This was not a Mass for the faithful in the common understanding of the term. Only a small number of ordinary Cubans were allowed to enter the cathedral square and stand at the back. And that was by invitation only. the plain people of Cuba would have to watch it on television.

The Cuban elite is busy jockeying for position now that Castro has abruptly ceded power and is in a state of rapidly declining health. The great helmsman of the Cuban revolution – who has ruled with a of mix of fear and charisma for the past 49 years, dominating every aspect of people's lives with petty regulations, bombarding them with tiresome speeches – is already in the slipstream of history.

The air in Havana is thick with rumours and with talk of change. Tomorrow the National Assembly will go through what passes for a democratic vote to choose a successor to Castro. But it is already an open secret, shared by mojito-pouring bartenders and voluble diplomats alike, that Fidel's younger brother Raul – who has been running the country for almost two years – is the anointed one.

Before trooping down to their reserved front row seats, members of the Cuban high command ate and drank to their hearts' content at El Patio, one of Havana's finest restaurants, conveniently located by the front door of the cathedral. Dressed in expensive Italian suits, a few with glamorous young partners on their arms, they took their places ahead of rows of nuns, priests and diplomats who sat in plastic chairs in a cordoned-off section of the square.

Problem to solve
Answer these questions from the passage on the Havana Mass.
1. How were the few ordinary Cubans allowed into the cathedral square admitted?
2. For how many years has Castro ruled?
3. At which restaurant did members of the Cuban high command eat and drink before taking their seats?

(Items from a labeling collection)
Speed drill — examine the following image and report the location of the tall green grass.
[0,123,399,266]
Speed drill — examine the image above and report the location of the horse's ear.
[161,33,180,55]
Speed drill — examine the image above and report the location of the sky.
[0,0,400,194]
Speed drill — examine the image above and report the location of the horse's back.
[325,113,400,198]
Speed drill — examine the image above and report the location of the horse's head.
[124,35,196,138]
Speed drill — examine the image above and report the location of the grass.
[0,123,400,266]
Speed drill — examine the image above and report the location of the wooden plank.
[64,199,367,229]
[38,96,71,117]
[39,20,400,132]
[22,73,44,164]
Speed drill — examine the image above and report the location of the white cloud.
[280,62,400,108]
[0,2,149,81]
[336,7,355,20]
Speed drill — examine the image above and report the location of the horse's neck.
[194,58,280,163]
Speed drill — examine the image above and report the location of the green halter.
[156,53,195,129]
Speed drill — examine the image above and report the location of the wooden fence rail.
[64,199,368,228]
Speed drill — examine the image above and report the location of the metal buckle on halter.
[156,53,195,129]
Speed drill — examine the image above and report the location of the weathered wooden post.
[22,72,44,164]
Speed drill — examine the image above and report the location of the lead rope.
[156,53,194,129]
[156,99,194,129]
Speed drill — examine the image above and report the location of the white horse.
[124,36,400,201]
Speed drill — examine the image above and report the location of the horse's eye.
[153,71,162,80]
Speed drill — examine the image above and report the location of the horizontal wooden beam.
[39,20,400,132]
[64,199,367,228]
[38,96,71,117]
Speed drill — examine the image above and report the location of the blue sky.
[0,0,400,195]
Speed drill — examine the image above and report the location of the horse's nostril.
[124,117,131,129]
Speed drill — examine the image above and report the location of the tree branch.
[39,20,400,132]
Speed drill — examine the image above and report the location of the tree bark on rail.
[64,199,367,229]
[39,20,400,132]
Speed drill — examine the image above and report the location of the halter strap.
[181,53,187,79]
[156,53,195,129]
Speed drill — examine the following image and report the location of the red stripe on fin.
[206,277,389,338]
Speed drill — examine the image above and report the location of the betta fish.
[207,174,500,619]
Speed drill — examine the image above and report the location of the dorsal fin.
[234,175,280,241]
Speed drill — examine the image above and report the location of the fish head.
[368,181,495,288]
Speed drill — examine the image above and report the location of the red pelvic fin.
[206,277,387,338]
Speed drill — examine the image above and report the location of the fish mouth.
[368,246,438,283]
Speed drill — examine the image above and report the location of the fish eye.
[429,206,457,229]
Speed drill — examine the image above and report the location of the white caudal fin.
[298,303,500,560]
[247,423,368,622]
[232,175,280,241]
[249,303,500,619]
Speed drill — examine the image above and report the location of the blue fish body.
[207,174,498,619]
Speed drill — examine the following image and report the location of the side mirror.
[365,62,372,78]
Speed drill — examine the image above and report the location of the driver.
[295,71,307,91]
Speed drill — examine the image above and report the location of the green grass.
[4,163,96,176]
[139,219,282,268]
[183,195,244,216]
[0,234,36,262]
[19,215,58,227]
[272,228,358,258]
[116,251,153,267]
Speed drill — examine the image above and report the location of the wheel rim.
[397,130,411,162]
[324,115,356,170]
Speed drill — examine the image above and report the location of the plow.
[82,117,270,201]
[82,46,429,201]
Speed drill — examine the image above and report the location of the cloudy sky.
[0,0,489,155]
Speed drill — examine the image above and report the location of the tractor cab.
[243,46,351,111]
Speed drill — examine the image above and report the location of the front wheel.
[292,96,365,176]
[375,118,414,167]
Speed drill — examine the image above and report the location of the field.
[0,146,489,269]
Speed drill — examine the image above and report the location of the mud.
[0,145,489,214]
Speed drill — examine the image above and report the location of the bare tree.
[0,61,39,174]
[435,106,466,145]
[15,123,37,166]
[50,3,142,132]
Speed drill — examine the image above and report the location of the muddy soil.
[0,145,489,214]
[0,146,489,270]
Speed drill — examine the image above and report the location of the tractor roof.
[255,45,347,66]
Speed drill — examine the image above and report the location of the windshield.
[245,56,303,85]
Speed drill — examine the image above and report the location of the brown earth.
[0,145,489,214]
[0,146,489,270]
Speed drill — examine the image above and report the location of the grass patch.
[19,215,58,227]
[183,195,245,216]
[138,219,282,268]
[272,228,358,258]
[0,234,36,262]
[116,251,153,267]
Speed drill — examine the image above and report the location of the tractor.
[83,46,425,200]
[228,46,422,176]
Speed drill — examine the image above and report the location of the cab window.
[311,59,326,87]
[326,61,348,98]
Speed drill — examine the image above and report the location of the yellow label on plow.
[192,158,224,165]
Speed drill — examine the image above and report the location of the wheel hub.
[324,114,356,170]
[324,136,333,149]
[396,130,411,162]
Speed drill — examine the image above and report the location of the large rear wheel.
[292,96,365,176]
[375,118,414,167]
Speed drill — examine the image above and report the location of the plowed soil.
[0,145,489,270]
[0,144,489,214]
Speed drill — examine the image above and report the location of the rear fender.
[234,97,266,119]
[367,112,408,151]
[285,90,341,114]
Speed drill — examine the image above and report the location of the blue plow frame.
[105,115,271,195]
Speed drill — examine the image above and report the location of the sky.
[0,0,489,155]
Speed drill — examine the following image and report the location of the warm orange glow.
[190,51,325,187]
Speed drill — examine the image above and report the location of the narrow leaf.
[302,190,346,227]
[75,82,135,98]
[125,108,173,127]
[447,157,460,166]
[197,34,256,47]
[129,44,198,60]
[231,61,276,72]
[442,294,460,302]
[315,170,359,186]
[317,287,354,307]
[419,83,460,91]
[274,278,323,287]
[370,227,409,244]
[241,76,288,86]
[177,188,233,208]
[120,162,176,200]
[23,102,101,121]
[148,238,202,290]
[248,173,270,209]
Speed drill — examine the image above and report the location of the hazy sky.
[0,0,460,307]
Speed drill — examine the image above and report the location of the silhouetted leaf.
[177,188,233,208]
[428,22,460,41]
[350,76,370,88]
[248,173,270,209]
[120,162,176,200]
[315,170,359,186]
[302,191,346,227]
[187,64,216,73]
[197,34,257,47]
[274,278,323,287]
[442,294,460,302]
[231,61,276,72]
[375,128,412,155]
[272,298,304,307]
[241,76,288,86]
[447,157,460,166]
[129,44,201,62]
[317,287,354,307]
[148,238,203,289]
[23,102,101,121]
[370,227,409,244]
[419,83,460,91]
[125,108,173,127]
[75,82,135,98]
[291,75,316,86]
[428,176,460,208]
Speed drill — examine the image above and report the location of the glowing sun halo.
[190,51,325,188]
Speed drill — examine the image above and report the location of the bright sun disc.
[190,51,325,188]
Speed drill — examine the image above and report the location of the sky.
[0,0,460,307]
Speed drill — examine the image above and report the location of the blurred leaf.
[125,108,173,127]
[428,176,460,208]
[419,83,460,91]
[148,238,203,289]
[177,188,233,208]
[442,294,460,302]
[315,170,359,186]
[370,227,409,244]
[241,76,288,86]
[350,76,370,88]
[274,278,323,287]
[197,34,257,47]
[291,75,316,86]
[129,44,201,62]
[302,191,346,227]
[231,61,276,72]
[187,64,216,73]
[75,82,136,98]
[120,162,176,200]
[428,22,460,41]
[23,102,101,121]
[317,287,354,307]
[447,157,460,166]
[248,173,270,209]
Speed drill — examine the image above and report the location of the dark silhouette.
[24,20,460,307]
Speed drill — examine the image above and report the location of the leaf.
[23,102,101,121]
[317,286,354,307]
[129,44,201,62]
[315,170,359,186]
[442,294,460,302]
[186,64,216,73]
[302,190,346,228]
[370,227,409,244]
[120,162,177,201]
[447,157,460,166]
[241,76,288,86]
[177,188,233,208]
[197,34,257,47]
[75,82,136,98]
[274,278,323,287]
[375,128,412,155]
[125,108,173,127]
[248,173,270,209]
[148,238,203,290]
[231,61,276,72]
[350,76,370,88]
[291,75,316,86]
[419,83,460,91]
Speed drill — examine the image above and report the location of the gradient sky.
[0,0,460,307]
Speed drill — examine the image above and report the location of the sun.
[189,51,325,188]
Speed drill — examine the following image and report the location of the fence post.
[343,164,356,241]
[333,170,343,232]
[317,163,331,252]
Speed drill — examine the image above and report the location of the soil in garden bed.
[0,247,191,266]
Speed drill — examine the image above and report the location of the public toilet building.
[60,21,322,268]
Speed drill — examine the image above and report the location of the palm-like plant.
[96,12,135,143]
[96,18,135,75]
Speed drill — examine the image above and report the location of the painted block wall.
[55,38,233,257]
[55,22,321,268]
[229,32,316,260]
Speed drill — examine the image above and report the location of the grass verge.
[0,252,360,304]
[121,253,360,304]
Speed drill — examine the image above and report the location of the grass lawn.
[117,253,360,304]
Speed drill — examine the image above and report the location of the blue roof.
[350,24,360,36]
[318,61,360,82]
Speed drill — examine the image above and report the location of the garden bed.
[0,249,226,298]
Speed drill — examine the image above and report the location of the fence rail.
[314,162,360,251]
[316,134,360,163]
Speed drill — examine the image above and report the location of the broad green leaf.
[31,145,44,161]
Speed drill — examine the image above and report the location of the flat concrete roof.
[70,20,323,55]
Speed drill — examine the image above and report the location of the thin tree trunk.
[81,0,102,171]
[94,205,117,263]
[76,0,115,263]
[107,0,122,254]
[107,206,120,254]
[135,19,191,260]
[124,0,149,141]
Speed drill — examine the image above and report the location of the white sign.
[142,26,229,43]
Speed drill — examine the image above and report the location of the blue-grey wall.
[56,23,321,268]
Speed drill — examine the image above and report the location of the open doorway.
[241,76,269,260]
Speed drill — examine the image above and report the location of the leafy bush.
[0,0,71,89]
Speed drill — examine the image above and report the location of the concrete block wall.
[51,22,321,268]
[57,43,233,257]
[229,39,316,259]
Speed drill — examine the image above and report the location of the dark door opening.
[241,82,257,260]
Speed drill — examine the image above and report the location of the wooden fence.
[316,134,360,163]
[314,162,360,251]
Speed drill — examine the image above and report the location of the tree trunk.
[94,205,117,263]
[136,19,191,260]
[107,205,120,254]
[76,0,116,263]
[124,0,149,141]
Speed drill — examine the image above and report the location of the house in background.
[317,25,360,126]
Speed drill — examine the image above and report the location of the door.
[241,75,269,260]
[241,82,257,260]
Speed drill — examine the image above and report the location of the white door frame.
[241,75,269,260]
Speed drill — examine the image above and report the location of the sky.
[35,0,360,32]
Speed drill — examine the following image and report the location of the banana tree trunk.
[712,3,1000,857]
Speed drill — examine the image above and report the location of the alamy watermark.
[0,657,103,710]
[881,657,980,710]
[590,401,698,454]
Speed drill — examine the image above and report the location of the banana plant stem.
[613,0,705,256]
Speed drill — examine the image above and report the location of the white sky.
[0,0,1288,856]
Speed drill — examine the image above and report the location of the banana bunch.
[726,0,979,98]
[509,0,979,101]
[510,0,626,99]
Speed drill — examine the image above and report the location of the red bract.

Response for this exercise
1. By invitation only.
2. 49 years.
3. El Patio.